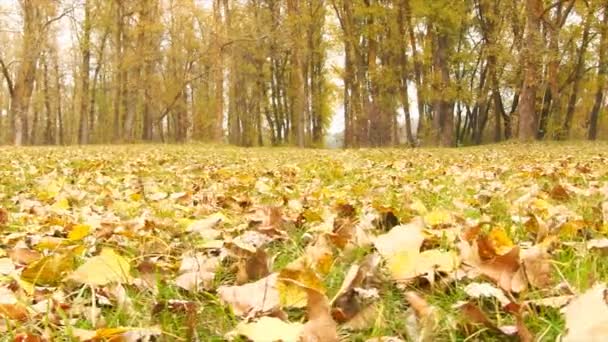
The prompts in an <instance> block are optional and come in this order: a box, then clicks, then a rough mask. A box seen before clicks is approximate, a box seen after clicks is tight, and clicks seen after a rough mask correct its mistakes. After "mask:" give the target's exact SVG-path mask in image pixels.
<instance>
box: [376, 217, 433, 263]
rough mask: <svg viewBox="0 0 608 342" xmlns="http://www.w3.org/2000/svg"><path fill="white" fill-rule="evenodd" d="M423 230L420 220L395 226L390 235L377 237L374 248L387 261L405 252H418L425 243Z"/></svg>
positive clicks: (381, 235) (388, 232)
mask: <svg viewBox="0 0 608 342" xmlns="http://www.w3.org/2000/svg"><path fill="white" fill-rule="evenodd" d="M423 228H424V226H423V223H422V222H421V221H420V220H415V221H413V222H411V223H409V224H406V225H400V226H395V227H393V228H392V229H391V230H390V231H389V232H388V233H386V234H383V235H380V236H377V237H376V238H375V239H374V247H376V249H377V250H378V252H379V253H380V255H382V256H383V257H384V258H386V259H389V258H391V257H392V256H393V255H394V254H397V253H401V252H403V251H414V252H417V251H419V250H420V247H421V246H422V242H424V234H423V233H422V229H423Z"/></svg>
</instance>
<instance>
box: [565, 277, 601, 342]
mask: <svg viewBox="0 0 608 342" xmlns="http://www.w3.org/2000/svg"><path fill="white" fill-rule="evenodd" d="M607 294H608V289H607V288H606V284H596V285H595V286H593V287H592V288H590V289H589V290H587V291H586V292H584V293H583V294H581V295H580V296H578V297H577V298H575V299H573V300H572V301H570V303H569V304H568V305H567V306H566V307H564V308H563V309H562V310H563V313H564V318H565V320H566V330H567V332H566V335H565V336H564V338H563V340H562V341H564V342H578V341H590V342H593V341H597V342H599V341H606V340H608V298H607V297H608V296H607Z"/></svg>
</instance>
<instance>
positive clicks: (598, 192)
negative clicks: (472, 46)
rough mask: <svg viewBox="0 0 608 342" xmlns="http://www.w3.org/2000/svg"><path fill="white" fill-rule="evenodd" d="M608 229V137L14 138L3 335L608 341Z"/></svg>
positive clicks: (23, 337)
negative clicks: (427, 147)
mask: <svg viewBox="0 0 608 342" xmlns="http://www.w3.org/2000/svg"><path fill="white" fill-rule="evenodd" d="M607 231H608V144H606V143H597V144H587V143H569V144H531V145H520V144H504V145H491V146H484V147H474V148H461V149H382V150H375V149H370V150H346V151H343V150H298V149H289V148H278V149H238V148H230V147H208V146H197V145H186V146H160V145H158V146H155V145H151V146H148V145H136V146H92V147H65V148H54V147H39V148H38V147H31V148H0V239H1V240H0V243H1V245H2V249H1V250H0V317H1V318H2V319H1V321H0V330H4V331H7V333H4V334H3V336H2V337H1V338H0V340H2V341H4V340H19V341H25V340H26V338H30V339H27V341H42V340H52V341H59V340H74V341H88V340H91V341H95V340H106V339H112V340H116V341H136V340H137V339H138V338H140V337H158V339H159V340H161V341H165V340H182V341H195V340H196V339H199V340H201V341H212V340H224V339H227V338H235V339H237V340H246V338H249V339H251V340H256V341H269V340H273V339H279V338H281V339H283V340H285V341H291V340H296V339H297V338H298V337H305V338H309V341H313V340H314V339H313V338H314V337H317V338H318V340H320V341H331V340H333V339H335V338H336V334H337V336H338V337H339V338H340V339H342V340H345V341H365V340H368V339H372V338H379V339H376V340H374V341H399V340H400V339H401V340H416V339H418V340H423V341H434V340H436V341H444V340H445V341H449V340H484V341H488V340H512V339H518V338H519V339H520V340H523V341H533V340H543V341H550V340H551V341H552V340H555V338H557V337H559V336H563V337H565V340H570V341H579V340H589V337H595V338H596V340H602V339H606V338H608V333H607V332H606V329H605V324H606V317H607V316H606V313H607V312H608V304H606V296H605V295H604V294H605V293H608V291H604V290H606V288H605V287H606V285H605V284H602V283H601V281H602V280H603V281H605V280H606V279H608V259H607V258H606V257H605V256H604V253H605V252H608V240H607V239H605V234H606V232H607ZM602 326H604V328H603V329H602V328H601V327H602ZM239 336H240V337H239ZM387 336H392V337H394V339H387V338H385V339H380V337H387ZM16 337H18V338H16ZM19 338H20V339H19Z"/></svg>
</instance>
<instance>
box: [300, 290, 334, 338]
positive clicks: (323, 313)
mask: <svg viewBox="0 0 608 342" xmlns="http://www.w3.org/2000/svg"><path fill="white" fill-rule="evenodd" d="M305 290H306V293H307V295H308V303H307V309H308V322H306V324H304V327H303V328H302V332H301V334H300V338H299V341H300V342H321V341H323V342H338V341H339V338H338V333H337V325H336V322H334V320H333V318H332V316H331V313H330V306H329V300H328V299H327V297H326V296H325V295H324V294H322V293H321V292H319V291H317V290H314V289H310V288H306V289H305Z"/></svg>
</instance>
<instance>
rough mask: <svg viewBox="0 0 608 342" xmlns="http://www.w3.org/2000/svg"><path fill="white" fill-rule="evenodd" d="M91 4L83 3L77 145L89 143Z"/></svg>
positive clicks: (90, 53) (90, 54) (87, 0)
mask: <svg viewBox="0 0 608 342" xmlns="http://www.w3.org/2000/svg"><path fill="white" fill-rule="evenodd" d="M90 14H91V4H90V2H89V0H85V2H84V27H83V33H82V65H81V70H80V72H81V75H80V77H81V80H80V82H81V83H80V85H81V87H80V88H81V89H80V92H81V93H80V125H79V127H78V143H79V144H81V145H84V144H88V142H89V107H88V106H89V73H90V68H91V18H90Z"/></svg>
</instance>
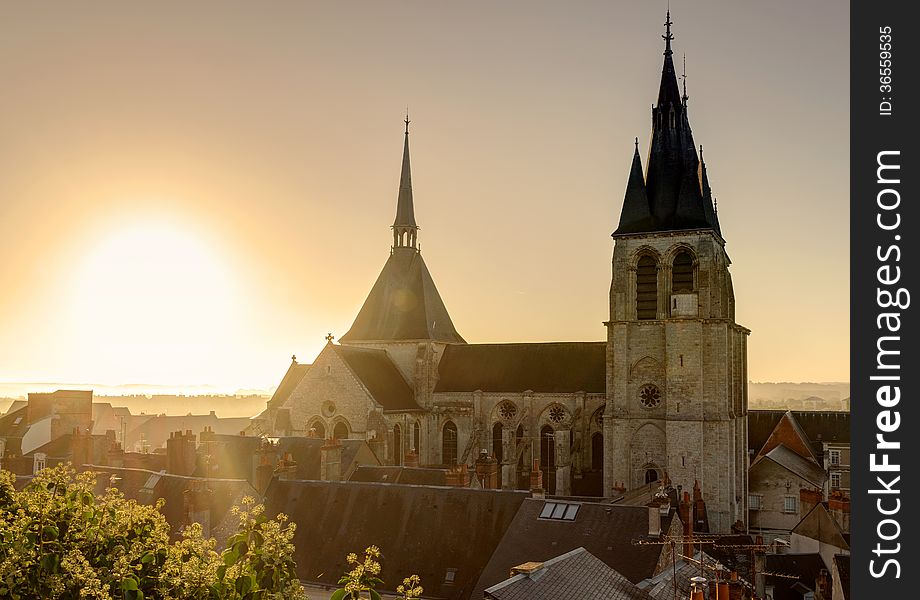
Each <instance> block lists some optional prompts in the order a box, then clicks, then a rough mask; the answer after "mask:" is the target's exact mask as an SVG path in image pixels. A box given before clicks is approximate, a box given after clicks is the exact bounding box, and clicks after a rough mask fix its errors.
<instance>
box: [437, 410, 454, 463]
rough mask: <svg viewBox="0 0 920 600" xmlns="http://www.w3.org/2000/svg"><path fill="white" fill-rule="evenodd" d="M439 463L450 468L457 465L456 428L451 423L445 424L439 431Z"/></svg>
mask: <svg viewBox="0 0 920 600" xmlns="http://www.w3.org/2000/svg"><path fill="white" fill-rule="evenodd" d="M441 462H443V463H444V464H445V465H450V466H453V465H456V464H457V426H456V425H454V422H453V421H448V422H447V423H445V424H444V429H443V430H442V431H441Z"/></svg>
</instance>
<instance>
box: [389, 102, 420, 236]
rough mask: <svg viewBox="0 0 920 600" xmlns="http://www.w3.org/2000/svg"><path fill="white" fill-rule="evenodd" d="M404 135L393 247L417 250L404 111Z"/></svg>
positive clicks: (408, 112)
mask: <svg viewBox="0 0 920 600" xmlns="http://www.w3.org/2000/svg"><path fill="white" fill-rule="evenodd" d="M405 123H406V133H405V136H406V137H405V141H404V143H403V164H402V173H401V174H400V176H399V197H398V199H397V201H396V220H395V221H393V247H394V248H413V249H415V248H417V242H418V229H419V228H418V225H417V224H416V222H415V206H414V204H413V202H412V171H411V169H410V167H409V123H410V121H409V112H408V111H406V120H405Z"/></svg>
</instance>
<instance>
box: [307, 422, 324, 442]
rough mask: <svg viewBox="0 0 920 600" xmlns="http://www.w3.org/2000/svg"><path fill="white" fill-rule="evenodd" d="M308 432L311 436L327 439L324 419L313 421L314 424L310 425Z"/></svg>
mask: <svg viewBox="0 0 920 600" xmlns="http://www.w3.org/2000/svg"><path fill="white" fill-rule="evenodd" d="M308 434H309V435H310V437H318V438H319V439H321V440H323V439H326V426H325V425H323V422H322V421H320V420H319V419H317V420H316V421H313V424H312V425H310V428H309V431H308Z"/></svg>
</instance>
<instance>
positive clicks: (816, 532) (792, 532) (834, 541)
mask: <svg viewBox="0 0 920 600" xmlns="http://www.w3.org/2000/svg"><path fill="white" fill-rule="evenodd" d="M792 533H797V534H799V535H802V536H805V537H807V538H811V539H813V540H817V541H819V542H822V543H824V544H829V545H831V546H835V547H837V548H840V549H841V550H849V549H850V543H849V541H848V540H847V539H846V537H845V536H844V532H843V530H842V529H841V528H840V525H838V524H837V521H836V520H835V519H834V518H833V517H832V516H831V515H830V513H829V512H828V511H827V507H825V506H824V503H823V502H819V503H817V504H815V505H814V506H813V507H812V509H811V510H810V511H808V514H806V515H805V516H804V517H802V520H801V521H799V523H798V525H796V526H795V527H794V528H793V529H792Z"/></svg>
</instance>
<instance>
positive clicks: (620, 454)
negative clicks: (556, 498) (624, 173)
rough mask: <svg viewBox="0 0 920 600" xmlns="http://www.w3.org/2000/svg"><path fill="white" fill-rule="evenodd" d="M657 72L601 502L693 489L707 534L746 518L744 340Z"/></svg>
mask: <svg viewBox="0 0 920 600" xmlns="http://www.w3.org/2000/svg"><path fill="white" fill-rule="evenodd" d="M671 24H672V23H671V19H670V13H669V14H668V19H667V22H666V23H665V26H666V32H665V35H664V36H662V37H663V38H664V41H665V50H664V66H663V69H662V73H661V86H660V89H659V91H658V101H657V103H656V105H655V106H654V107H653V108H652V135H651V147H650V149H649V154H648V161H647V165H646V167H647V170H646V171H645V173H644V174H643V171H642V161H641V158H640V156H639V143H638V139H637V140H636V151H635V154H634V155H633V161H632V167H631V170H630V174H629V182H628V184H627V186H626V196H625V198H624V200H623V209H622V212H621V215H620V222H619V227H618V228H617V230H616V231H615V232H614V234H613V238H614V241H615V244H614V251H613V279H612V282H611V286H610V320H609V321H608V322H607V323H606V325H607V359H606V361H607V405H606V408H605V411H604V419H603V428H604V445H605V448H604V455H605V456H604V493H605V495H608V496H610V495H615V493H616V492H617V491H619V490H623V489H633V488H636V487H639V486H642V485H644V484H646V483H648V482H651V481H654V480H656V479H659V478H665V477H667V478H668V480H669V481H670V483H671V485H672V486H674V487H675V488H676V487H677V486H679V485H680V486H682V487H683V489H684V490H688V491H689V490H692V489H693V486H694V484H695V482H699V484H700V486H701V488H702V493H703V499H704V500H705V502H706V508H707V510H708V515H709V527H710V530H711V531H717V532H719V531H721V532H727V531H728V530H729V528H730V527H731V525H732V524H733V523H734V522H735V521H737V520H741V521H746V515H747V500H748V499H747V455H746V449H747V419H746V415H747V386H746V381H747V346H746V344H747V336H748V334H749V333H750V332H749V331H748V330H747V329H745V328H744V327H741V326H740V325H738V324H737V323H735V304H734V302H735V301H734V294H733V292H732V282H731V276H730V275H729V272H728V266H729V264H730V263H731V261H730V260H729V258H728V254H727V253H726V252H725V240H724V238H723V237H722V231H721V229H720V227H719V219H718V214H717V213H716V208H715V206H714V202H713V198H712V194H711V190H710V187H709V181H708V178H707V174H706V165H705V163H704V162H703V156H702V147H700V150H699V153H697V149H696V146H695V144H694V142H693V136H692V134H691V131H690V122H689V119H688V116H687V100H688V96H687V93H686V86H685V87H684V90H683V93H681V91H680V89H679V87H678V83H677V75H676V73H675V70H674V61H673V58H672V54H673V53H672V50H671V41H672V40H673V39H674V38H673V36H672V35H671Z"/></svg>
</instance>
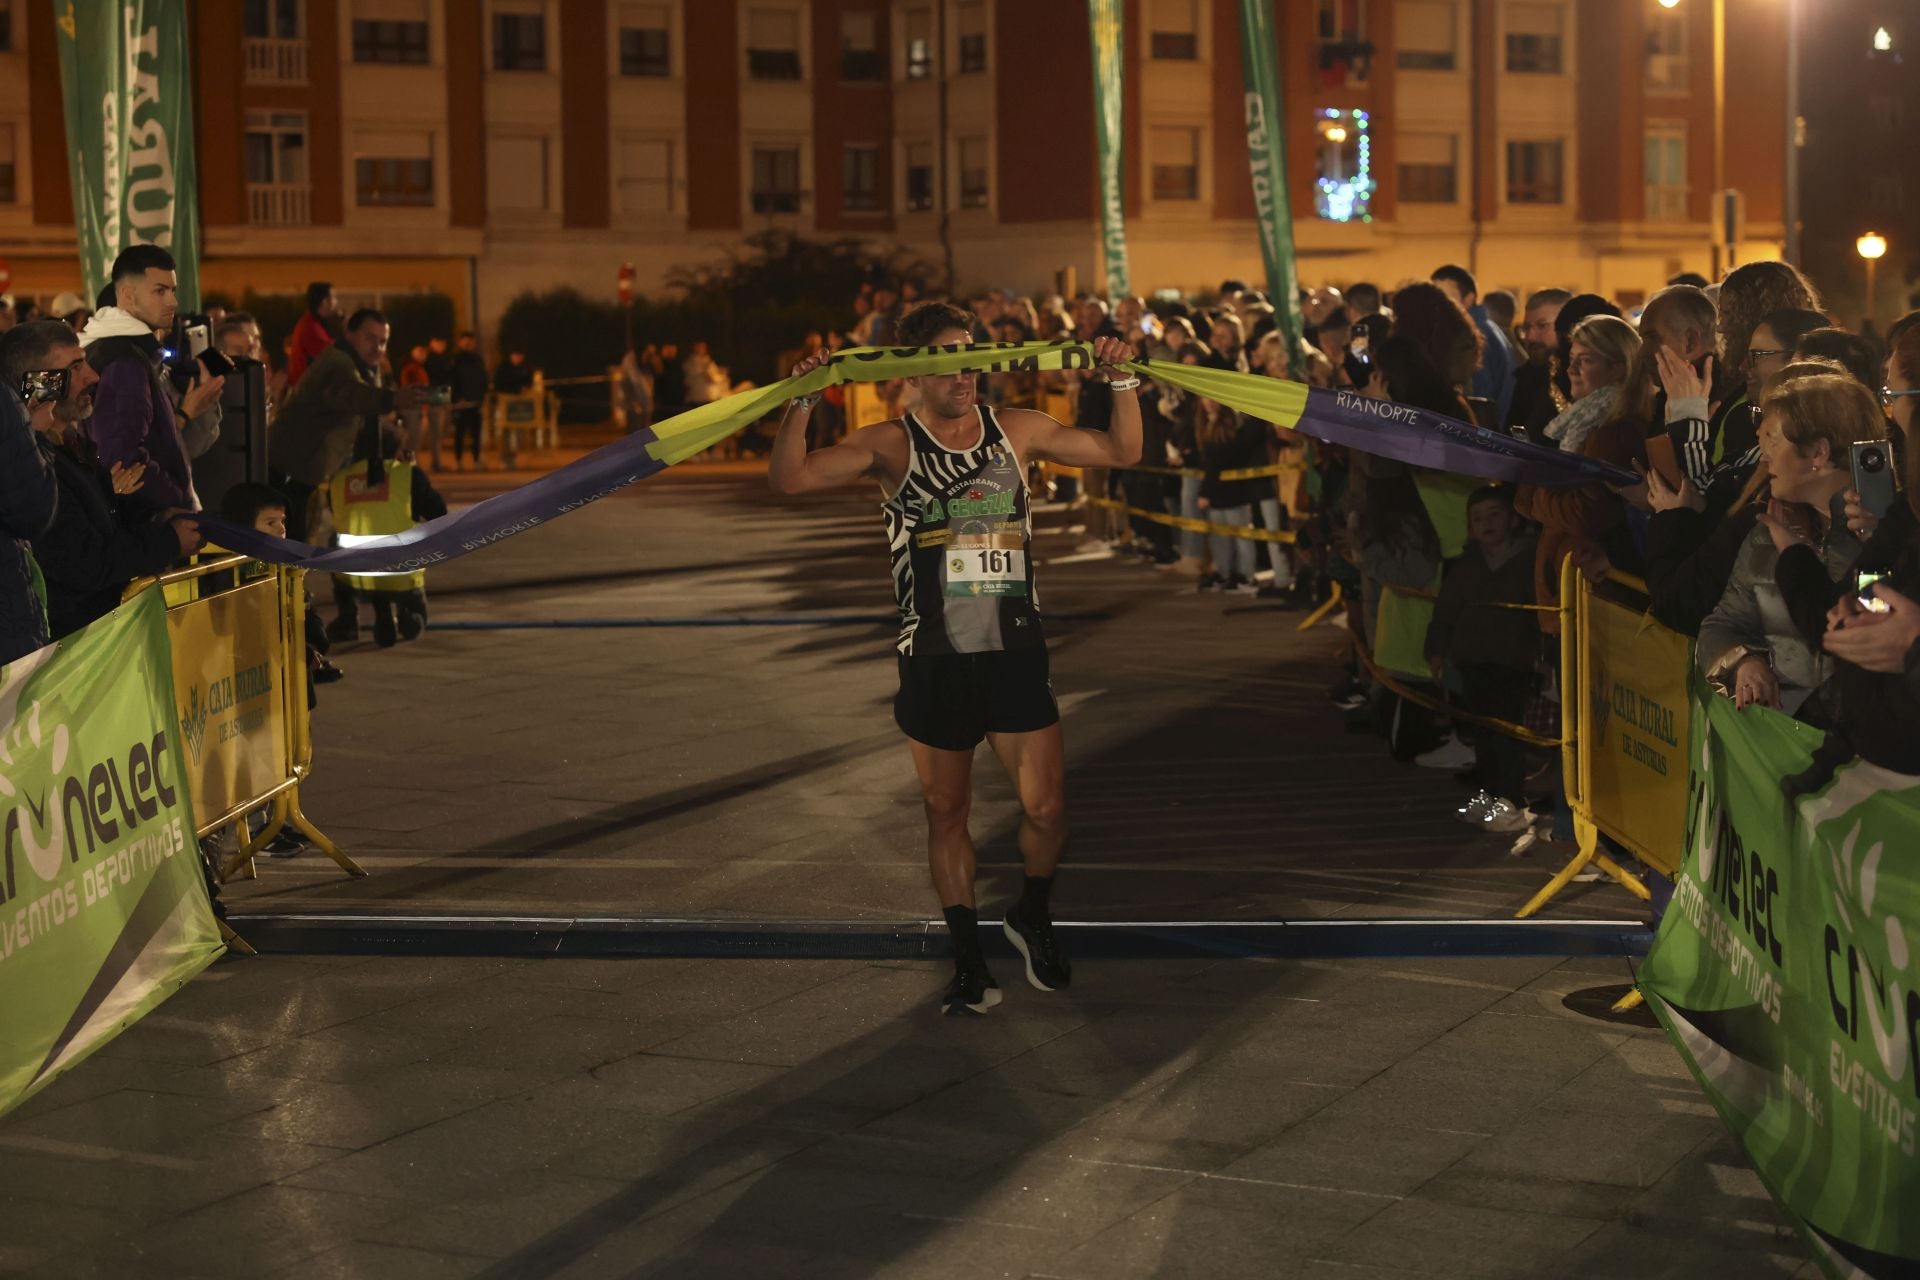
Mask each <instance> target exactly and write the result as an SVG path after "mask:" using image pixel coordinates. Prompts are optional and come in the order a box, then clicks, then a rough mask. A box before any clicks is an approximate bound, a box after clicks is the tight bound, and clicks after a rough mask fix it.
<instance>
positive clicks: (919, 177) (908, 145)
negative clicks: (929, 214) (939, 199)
mask: <svg viewBox="0 0 1920 1280" xmlns="http://www.w3.org/2000/svg"><path fill="white" fill-rule="evenodd" d="M906 207H908V211H912V213H925V211H927V209H931V207H933V144H931V142H908V144H906Z"/></svg>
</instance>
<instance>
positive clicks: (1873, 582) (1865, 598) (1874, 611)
mask: <svg viewBox="0 0 1920 1280" xmlns="http://www.w3.org/2000/svg"><path fill="white" fill-rule="evenodd" d="M1882 578H1885V574H1855V576H1853V589H1855V591H1857V593H1859V601H1860V608H1864V610H1866V612H1870V614H1885V612H1891V610H1889V608H1887V603H1885V601H1882V599H1880V597H1878V595H1874V583H1876V581H1880V580H1882Z"/></svg>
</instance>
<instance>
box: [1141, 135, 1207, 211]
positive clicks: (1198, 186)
mask: <svg viewBox="0 0 1920 1280" xmlns="http://www.w3.org/2000/svg"><path fill="white" fill-rule="evenodd" d="M1148 155H1152V157H1154V161H1152V163H1154V200H1200V130H1198V129H1154V130H1152V132H1150V136H1148Z"/></svg>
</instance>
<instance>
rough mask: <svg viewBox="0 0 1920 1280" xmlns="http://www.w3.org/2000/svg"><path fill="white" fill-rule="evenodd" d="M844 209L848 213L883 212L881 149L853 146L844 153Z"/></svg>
mask: <svg viewBox="0 0 1920 1280" xmlns="http://www.w3.org/2000/svg"><path fill="white" fill-rule="evenodd" d="M841 209H845V211H847V213H877V211H879V148H877V146H868V144H860V146H849V148H845V150H843V152H841Z"/></svg>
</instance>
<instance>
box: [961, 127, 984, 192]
mask: <svg viewBox="0 0 1920 1280" xmlns="http://www.w3.org/2000/svg"><path fill="white" fill-rule="evenodd" d="M960 207H962V209H985V207H987V140H985V138H960Z"/></svg>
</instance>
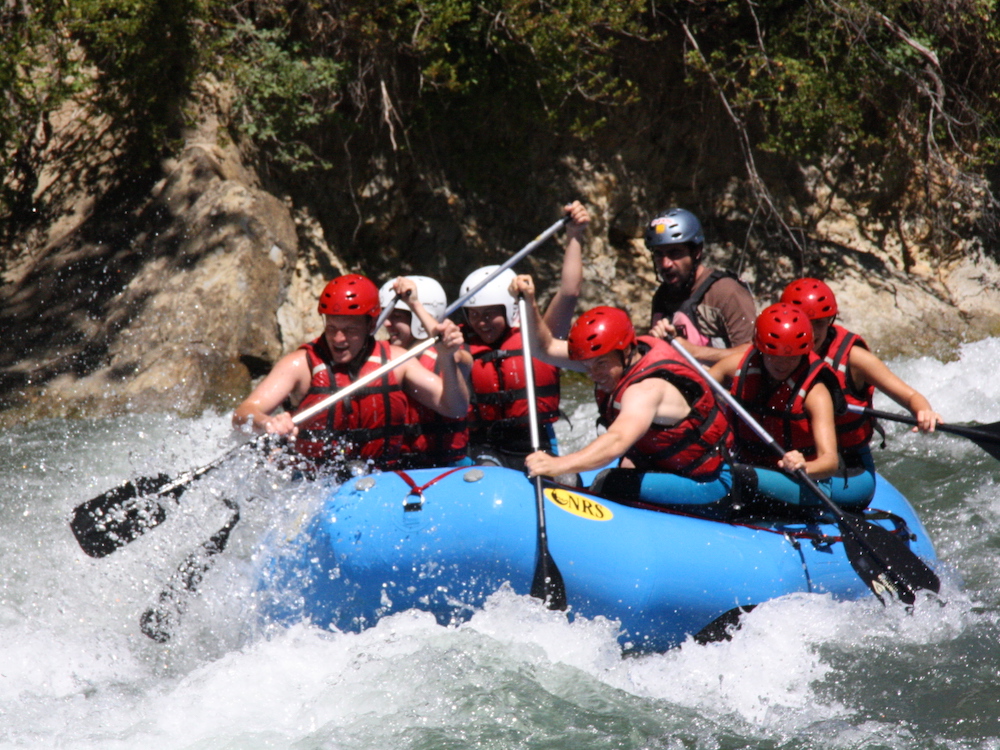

* * *

Reproduce the data word for word, from the start of the data through the line that contains "box: [376, 217, 433, 263]", including both ends. Leave the pictures out of your answer.

* RESPONSE FOR THIS EXERCISE
The prompts in an <instance> block are optional and come in this order: a box, then clicks, then a rough mask. A box seen before clicks is approximate, a box seen after clicks is tight, and clicks seen after a rough mask correct its mistakes. After "mask:" give the target's exact SVG-path mask in image pixels.
<instance>
box: [376, 217, 433, 263]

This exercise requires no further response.